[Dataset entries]

● ● ● ●

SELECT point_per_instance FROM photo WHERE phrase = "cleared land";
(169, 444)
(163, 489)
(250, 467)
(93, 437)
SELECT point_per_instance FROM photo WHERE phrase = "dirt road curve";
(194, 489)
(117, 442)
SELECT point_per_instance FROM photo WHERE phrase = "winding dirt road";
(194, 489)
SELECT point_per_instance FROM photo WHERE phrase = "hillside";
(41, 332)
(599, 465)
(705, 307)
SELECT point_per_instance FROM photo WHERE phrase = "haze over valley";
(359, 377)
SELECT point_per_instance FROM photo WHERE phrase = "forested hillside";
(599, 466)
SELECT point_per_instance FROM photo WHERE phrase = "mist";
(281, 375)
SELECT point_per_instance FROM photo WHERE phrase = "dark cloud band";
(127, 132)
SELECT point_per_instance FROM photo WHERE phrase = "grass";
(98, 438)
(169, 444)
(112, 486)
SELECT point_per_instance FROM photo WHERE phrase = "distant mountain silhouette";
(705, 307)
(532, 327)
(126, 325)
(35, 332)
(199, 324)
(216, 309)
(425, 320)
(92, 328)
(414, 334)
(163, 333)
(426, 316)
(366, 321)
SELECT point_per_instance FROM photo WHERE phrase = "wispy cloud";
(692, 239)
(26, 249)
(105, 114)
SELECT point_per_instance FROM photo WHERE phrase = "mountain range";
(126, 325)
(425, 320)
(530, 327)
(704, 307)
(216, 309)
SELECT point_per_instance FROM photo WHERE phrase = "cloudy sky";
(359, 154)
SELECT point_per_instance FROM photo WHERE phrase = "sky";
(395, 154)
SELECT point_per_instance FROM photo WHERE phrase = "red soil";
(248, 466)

● ● ● ●

REQUIREMENTS:
Report each line of the records that contains the string "mountain", copying every such line in full. Case matters.

IN RESPONSE:
SELECT point_per_instance FROM photo WHERE phrase = "distant mountain silhouette";
SELECT point_per_instance FROM photo WHERE phrase = "mountain range";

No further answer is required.